■ **JOB A**: Filter the records below and copy every line that contains the word "grass". Case counts.

■ **SOURCE TEXT**:
........

OpenVisualCloud / Video-Super-Resolution-Library

BSD 3-Clause "New" or "Revised" License
39 stars 6 forks source link

Intel® Library for Video Super Resolution (Intel® Library for VSR) README

Video Super Resolution coverts video from low resolution to high resolution using traditional image processing or AI-based methods.

RAISR (Rapid and Accurate Image Super Resolution) algorithm (https://arxiv.org/pdf/1606.01299.pdf) is public AI-based VSR algorithm. The algorithm provides better quality results than standard (bicubic) algorithms and a good performance vs quality trade-off as compared to DL-based algorithms like EDSR.

We have enhanced the public RAISR algorithm to achieve better visual quality and beyond real-time performance for 2x and 1.5x upscaling on Intel® Xeon® platforms and Intel® GPUs. The Intel Library for VSR is provided as an FFmpeg plugin inside of a Docker container(Docker container only for CPU) to help ease testing and deployment burdens. This project is developed using C++ and takes advantage of Intel® Advanced Vector Extension 512 (Intel® AVX-512) where available and newly added Intel® AVX-512FP16 support on Intel® Xeon® 4th Generation (Sapphire Rapids) and added OpenCL support on Intel® GPUs.

How to build

Please see "How to build.md" to build via scripts or manually.

Running the Intel Library for VSR

One should be able to test with video files:

./ffmpeg -y -i /input_files/input.mp4 -vf raisr=threadcount=20 -pix_fmt yuv420p /output_files/out.yuv

Or folders of images:

./ffmpeg -y -start_number 000 -i '/input_files/img_%03d.png' -vf scale=out_range=full,raisr=threadcount=20 -start_number 000 '/output_files/img_%03d.png'

Because saving raw uncompressed (.yuv) video can take up a lot of disk space, one could consider using the lossless (-crf 0) setting in x264/x265 to reduce the output file size by a substantial amount.

........

■ **JOB B**: According to the VSR library README, why might one use the lossless (-crf 0) setting in x264/x265 when producing output?

........

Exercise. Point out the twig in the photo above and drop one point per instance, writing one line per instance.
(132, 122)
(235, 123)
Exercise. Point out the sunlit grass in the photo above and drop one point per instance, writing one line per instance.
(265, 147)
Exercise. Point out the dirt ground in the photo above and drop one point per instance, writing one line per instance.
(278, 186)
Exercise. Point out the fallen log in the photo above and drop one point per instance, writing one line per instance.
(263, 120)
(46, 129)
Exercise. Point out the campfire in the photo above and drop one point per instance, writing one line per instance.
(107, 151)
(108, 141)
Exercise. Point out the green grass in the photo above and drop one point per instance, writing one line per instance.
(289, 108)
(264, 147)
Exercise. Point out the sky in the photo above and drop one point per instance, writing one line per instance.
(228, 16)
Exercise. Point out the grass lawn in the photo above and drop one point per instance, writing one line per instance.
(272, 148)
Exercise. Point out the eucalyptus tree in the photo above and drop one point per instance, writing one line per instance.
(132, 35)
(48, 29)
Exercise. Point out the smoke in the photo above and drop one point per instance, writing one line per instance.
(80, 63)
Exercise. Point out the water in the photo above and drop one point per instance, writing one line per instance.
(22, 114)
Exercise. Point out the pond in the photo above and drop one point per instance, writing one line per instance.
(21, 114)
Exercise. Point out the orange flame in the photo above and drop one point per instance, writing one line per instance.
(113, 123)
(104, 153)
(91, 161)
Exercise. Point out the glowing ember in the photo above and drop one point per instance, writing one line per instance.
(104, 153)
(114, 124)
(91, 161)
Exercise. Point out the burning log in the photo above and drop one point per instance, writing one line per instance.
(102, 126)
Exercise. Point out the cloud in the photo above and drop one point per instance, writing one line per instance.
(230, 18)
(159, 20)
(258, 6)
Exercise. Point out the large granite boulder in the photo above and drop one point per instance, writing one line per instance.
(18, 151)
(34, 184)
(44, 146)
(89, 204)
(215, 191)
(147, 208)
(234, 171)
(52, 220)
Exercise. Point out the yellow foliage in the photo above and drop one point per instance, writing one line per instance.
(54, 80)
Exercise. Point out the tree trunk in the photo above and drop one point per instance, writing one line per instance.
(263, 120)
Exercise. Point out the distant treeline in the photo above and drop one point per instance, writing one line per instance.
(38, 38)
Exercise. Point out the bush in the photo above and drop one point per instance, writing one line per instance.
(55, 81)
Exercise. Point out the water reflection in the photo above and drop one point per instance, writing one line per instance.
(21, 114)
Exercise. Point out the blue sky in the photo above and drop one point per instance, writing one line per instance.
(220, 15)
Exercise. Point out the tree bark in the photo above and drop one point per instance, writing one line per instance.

........

■ **COMPLETE RESPONSE A**:
Exercise. Point out the sunlit grass in the photo above and drop one point per instance, writing one line per instance.
Exercise. Point out the green grass in the photo above and drop one point per instance, writing one line per instance.
Exercise. Point out the grass lawn in the photo above and drop one point per instance, writing one line per instance.

■ **COMPLETE RESPONSE B**: Saving raw uncompressed (.yuv) video can take up a lot of disk space. Using the lossless (-crf 0) setting in x264/x265 can reduce the output file size by a substantial amount.